■ Check your understanding:
**A.** In the passage on Hermes context channels, when do Skills load into context?
**B.** Print the stretch of the passage on Hermes context channels from "Each pain point" through "in first deployments.", copied word for word.

■ Passage provided:
++++++++

Each pain point maps to a feature section below. Fixing all three is what separates a demo gateway from an agent your org actually trusts on Friday deploys.
03 · Core concepts: Skills ≠ Prompts, Skills ≠ Memory
Hermes exposes three overlapping but distinct context channels. Conflating them is the most common architectural mistake we see in first deployments.
| Dimension | Plain Prompt | Memory | Skills |
|---|---|---|---|
| Persistence | Current chat only | Cross-session, permanent | Cross-session, permanent |
| Load timing | Always in context | Injected each session | On demand |
| Token cost | Every turn | Small, stable footprint | Zero until activated |
| Content type | Any intent text | User prefs / facts | Procedural steps |
| Shareability | Awkward | Private by default | Publishable as community Tap |
Mnemonic: Prompt = sticky note (valid this conversation). Memory = notebook on your desk (always nearby). Skill = SOP manual (pull from shelf when the task matches). For Cursor-specific parallels—Rules vs Skills vs MCP—see our 2026 Agent Skill complete guide.

++++++++

■ Extracted information:
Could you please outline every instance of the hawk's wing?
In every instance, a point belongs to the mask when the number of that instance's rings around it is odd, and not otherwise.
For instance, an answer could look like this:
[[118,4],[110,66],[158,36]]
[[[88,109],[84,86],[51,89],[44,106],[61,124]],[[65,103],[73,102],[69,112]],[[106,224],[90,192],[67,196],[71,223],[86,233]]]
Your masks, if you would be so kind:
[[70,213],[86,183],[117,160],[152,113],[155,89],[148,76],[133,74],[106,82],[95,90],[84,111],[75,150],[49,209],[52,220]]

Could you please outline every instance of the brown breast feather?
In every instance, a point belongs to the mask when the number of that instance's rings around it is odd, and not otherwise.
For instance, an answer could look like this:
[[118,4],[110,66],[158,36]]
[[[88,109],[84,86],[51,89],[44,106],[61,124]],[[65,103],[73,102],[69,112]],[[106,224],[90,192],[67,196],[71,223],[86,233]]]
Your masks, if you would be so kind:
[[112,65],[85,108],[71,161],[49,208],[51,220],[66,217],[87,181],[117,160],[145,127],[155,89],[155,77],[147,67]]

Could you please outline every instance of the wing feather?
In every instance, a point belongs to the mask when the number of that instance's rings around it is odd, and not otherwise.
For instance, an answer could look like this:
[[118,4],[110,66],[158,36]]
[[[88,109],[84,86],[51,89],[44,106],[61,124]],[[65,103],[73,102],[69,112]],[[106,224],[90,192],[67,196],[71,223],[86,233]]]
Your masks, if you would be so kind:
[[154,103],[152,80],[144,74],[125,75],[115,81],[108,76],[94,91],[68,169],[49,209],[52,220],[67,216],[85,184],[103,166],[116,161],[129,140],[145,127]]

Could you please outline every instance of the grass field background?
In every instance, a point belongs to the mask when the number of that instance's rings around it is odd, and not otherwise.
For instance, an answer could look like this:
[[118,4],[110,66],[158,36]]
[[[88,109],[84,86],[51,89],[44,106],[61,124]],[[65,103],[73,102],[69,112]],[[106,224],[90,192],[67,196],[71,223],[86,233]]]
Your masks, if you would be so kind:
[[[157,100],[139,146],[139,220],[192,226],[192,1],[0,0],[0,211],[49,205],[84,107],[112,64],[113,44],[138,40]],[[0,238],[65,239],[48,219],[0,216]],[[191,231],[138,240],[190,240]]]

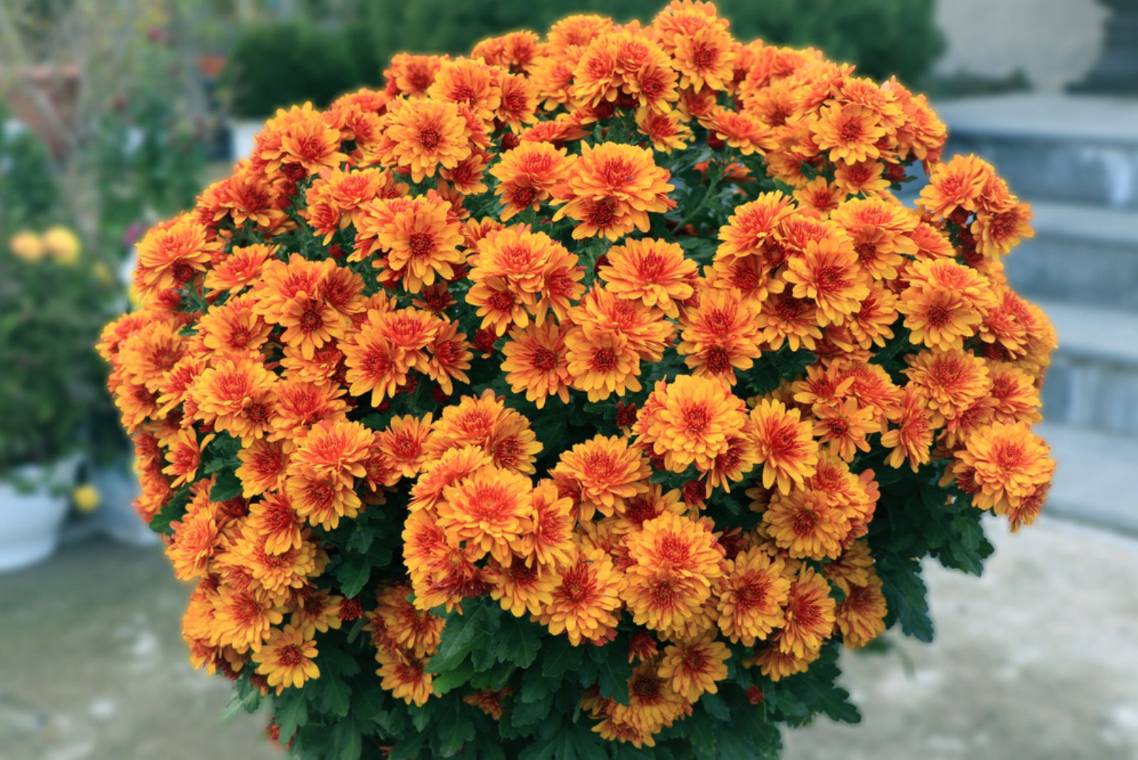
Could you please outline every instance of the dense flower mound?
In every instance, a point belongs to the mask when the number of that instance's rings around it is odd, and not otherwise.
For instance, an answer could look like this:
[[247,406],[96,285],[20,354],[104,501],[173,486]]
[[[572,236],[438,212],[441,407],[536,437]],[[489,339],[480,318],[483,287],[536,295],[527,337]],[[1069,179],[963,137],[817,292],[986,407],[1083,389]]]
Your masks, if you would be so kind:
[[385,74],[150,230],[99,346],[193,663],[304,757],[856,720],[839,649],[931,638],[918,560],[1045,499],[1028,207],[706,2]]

++++++++

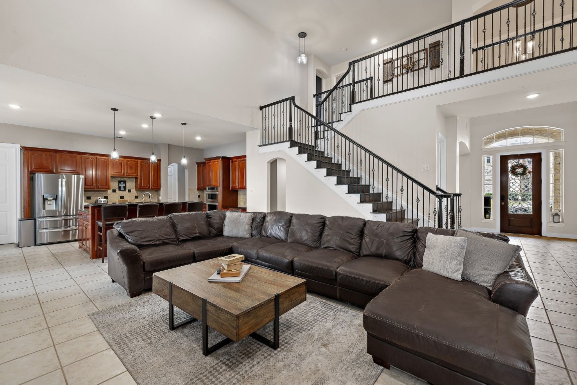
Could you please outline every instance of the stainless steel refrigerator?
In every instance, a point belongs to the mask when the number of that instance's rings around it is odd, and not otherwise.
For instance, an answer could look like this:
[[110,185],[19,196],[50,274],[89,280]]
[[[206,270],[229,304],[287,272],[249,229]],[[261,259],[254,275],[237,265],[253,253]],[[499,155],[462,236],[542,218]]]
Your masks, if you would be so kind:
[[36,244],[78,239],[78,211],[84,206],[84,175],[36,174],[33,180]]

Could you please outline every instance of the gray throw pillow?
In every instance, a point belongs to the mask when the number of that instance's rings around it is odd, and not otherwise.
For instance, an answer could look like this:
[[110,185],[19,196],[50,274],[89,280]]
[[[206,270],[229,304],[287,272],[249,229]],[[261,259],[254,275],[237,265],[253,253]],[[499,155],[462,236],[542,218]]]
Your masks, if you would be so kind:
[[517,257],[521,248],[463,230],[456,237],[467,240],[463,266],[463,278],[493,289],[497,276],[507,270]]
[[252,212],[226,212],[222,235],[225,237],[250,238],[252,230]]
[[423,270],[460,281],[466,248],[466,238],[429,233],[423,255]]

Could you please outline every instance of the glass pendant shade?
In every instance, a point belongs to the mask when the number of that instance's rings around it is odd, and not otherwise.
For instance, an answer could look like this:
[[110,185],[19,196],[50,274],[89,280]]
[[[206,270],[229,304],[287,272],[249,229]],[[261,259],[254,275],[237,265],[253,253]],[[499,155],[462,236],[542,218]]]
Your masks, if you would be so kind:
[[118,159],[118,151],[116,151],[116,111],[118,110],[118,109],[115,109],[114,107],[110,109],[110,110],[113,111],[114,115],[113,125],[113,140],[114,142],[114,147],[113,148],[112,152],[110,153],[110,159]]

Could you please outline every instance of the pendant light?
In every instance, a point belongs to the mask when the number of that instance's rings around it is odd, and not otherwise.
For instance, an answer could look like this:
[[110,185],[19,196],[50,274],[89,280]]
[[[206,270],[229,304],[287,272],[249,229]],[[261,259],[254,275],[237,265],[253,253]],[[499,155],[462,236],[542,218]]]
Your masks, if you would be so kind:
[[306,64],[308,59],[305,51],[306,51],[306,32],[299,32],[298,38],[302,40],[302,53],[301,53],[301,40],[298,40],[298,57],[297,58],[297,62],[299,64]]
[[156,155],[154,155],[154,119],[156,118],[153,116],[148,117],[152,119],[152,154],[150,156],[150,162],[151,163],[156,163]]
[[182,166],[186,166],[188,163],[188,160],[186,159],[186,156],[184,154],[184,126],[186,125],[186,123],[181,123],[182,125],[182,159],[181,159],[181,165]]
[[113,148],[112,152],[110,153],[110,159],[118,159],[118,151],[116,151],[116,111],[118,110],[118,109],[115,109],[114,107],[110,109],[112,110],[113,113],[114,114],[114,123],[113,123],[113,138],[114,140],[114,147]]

++++++++

■ Solutions for each task:
**A.** On demand.

**B.**
Each pain point maps to a feature section below. Fixing all three is what separates a demo gateway from an agent your org actually trusts on Friday deploys.
03 · Core concepts: Skills ≠ Prompts, Skills ≠ Memory
Hermes exposes three overlapping but distinct context channels. Conflating them is the most common architectural mistake we see in first deployments.